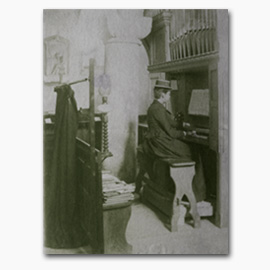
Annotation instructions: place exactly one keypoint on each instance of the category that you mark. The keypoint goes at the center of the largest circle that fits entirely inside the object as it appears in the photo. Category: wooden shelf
(193, 62)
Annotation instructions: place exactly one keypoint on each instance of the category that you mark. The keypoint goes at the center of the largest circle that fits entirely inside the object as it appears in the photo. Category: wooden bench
(182, 174)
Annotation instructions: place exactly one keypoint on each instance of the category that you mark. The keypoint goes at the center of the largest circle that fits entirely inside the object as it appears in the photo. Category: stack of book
(116, 191)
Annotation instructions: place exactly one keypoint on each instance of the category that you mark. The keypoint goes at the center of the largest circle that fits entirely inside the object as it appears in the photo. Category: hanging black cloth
(62, 223)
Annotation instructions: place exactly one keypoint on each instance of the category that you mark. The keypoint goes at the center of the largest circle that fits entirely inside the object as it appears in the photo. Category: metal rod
(86, 79)
(59, 86)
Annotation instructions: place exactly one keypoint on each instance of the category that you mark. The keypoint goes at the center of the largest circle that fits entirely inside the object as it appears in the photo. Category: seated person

•••••

■ **WHAT YOU SHOULD DO**
Write out the listing word for word, omitting the pictures it holds.

■ **RESPONSE TO THIS EXERCISE**
Annotation instructions: place exactly one keypoint on each instance of the category that you mark. The keypoint goes at the center of the largest circle that fits entirely inside the object as it appears in the photo. Category: wooden shelf
(193, 62)
Annotation instructions: place exactly one keypoint on each instance of the category that you mark. The keypoint goes at the center of the largest circle that fits entirely inside the object as it appears in the photo. Category: wooden bench
(182, 174)
Annotation instructions: place exactly one keypoint on each instance of the category that you mark. The keypoint goes at the center of the largest circle that fits entirely inside the object as it appears in the photo. Category: stack of book
(116, 191)
Annotation instructions: place exactly one keypoint on each instance of the category that you mark. The keypoint goes at the center of the largest circle that fits entirely inside the object as it appears in the photo. Category: hanging black cloth
(62, 223)
Annotation instructions: place exactly one keypoint on each instance of the category that you mark. The keypoint goes at the center of the largest circle that fits entirely inside the object as it appears in the photo. Category: metal rod
(86, 79)
(59, 86)
Annotation instructions: place exactly one keypoint on each instance of the category that you mark. The keypoint goes at the center of the largest circle that fits entirely inside the object as it appears in the photo. Category: seated person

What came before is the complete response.